### Supplied text ###
Philadelphia Eagles fans got to experience something new this past Sunday. And no, unfortunately, it wasn’t a win.
ACTIVATED AND ELEVATED TO THE NO. 2 SLOT
Gaining attention at the University of Oklahoma after transferring from Alabama, Jalen Hurts produced a 38-4 record as a starter. He finished with 5,149 yards in his senior year and ranked second in offensive touchdowns and passer efficiency rating. He finished as the runner-up for the Heisman Trophy.
With a promising future, Hurts was drafted by the Eagles in the second round of the 2020 NFL draft.
Beginning his professional career, Hurts joined the Eagles as the third-string quarterback behind Carson Wentz and Nate Sudfeld. Hurts was inactive in the season opener against the Washington Football Team. In Week 2, however, he and Sudfeld switched roles.
Hurts was activated and elevated to the No. 2 slot. Sudfeld was announced inactive.
Hurts made his debut in the backfield during the first half of the game for two separate plays. The Eagles use him exclusively as a decoy, but his appearance did not go unnoticed.
His first play was a distraction for the Rams’ defense. During the second play, Wentz faked a toss to Hurts and completed the throw to tight-end Dallas Goedert for a 10-yard completion. The two-quarterback performance averaged six yards per play.
Eagles’ head coach Doug Pederson stated, “We felt this week with him up, it could give us an opportunity to possibly use him in those situations that we did, and obviously he went in, executed them well, and it’s a starting point as something we’ll evaluate each week.”
THE TWO-QUARTERBACK TREND
These plays may have seemed out-of-place for many who watched this past Sunday, but it isn’t new to the Eagles. The two-quarterback package was actually put into play during the “Philly Special” in Super Bowl LII. Trey Burton, a recruited college quarterback, threw a touchdown pass during the trick play to former Eagles quarterback Nick Foles.
### Data for the task ###
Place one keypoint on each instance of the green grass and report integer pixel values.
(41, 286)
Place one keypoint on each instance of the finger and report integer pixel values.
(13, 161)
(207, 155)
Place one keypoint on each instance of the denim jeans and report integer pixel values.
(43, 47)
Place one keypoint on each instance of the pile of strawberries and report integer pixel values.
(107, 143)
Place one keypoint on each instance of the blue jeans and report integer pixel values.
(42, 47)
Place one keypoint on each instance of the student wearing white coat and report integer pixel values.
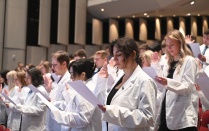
(14, 117)
(79, 115)
(179, 107)
(33, 110)
(3, 85)
(131, 102)
(60, 62)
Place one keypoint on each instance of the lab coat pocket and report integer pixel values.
(128, 102)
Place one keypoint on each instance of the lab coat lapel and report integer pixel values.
(29, 97)
(64, 78)
(129, 83)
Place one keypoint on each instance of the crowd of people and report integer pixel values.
(131, 99)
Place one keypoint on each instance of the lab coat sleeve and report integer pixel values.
(207, 59)
(203, 99)
(143, 116)
(76, 119)
(33, 109)
(186, 85)
(101, 89)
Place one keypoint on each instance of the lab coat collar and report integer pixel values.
(65, 77)
(129, 83)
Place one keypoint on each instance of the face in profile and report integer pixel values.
(118, 58)
(28, 78)
(57, 66)
(173, 46)
(74, 76)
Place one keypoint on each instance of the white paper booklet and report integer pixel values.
(195, 49)
(33, 88)
(151, 72)
(84, 91)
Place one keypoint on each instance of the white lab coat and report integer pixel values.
(3, 114)
(79, 115)
(33, 112)
(14, 116)
(133, 106)
(181, 98)
(59, 100)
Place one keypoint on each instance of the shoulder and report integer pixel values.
(189, 59)
(42, 88)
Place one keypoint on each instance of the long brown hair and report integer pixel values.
(184, 50)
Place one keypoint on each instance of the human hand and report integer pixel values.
(103, 108)
(161, 80)
(202, 57)
(188, 39)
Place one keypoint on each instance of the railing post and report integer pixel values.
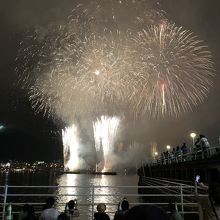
(5, 200)
(181, 193)
(93, 200)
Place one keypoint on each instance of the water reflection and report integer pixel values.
(106, 188)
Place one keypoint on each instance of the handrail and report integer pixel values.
(95, 196)
(181, 157)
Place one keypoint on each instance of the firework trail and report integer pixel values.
(80, 68)
(173, 71)
(106, 61)
(106, 130)
(70, 148)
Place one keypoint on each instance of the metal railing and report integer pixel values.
(183, 195)
(194, 154)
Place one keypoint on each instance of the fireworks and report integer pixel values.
(173, 71)
(106, 130)
(105, 61)
(70, 148)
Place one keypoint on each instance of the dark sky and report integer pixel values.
(32, 136)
###
Tasks:
**a)** Answer these questions using the Eagles article:
(i) In which round of the 2020 NFL draft did the Eagles draft Hurts?
(ii) To whom did Wentz complete the throw on the second play?
(iii) In which Super Bowl was the "Philly Special" run?
**b)** Extract every line of the entries that contains the string "coat". Case counts.
The Eagles article and the entries are unrelated material, separate from each other.

Answers for the exercise:
**a)**
(i) The second round
(ii) Tight end Dallas Goedert
(iii) Super Bowl LII

**b)**
Place one keypoint on each instance of the student wearing white coat and report integer pixel values.
Place one keypoint on each instance of the lab coat pocket and report integer pixel values.
Place one keypoint on each instance of the lab coat lapel and report integer pixel values.
Place one keypoint on each instance of the lab coat sleeve and report integer pixel values.
Place one keypoint on each instance of the lab coat collar and report integer pixel values.
Place one keypoint on each instance of the white lab coat and report integer pixel values.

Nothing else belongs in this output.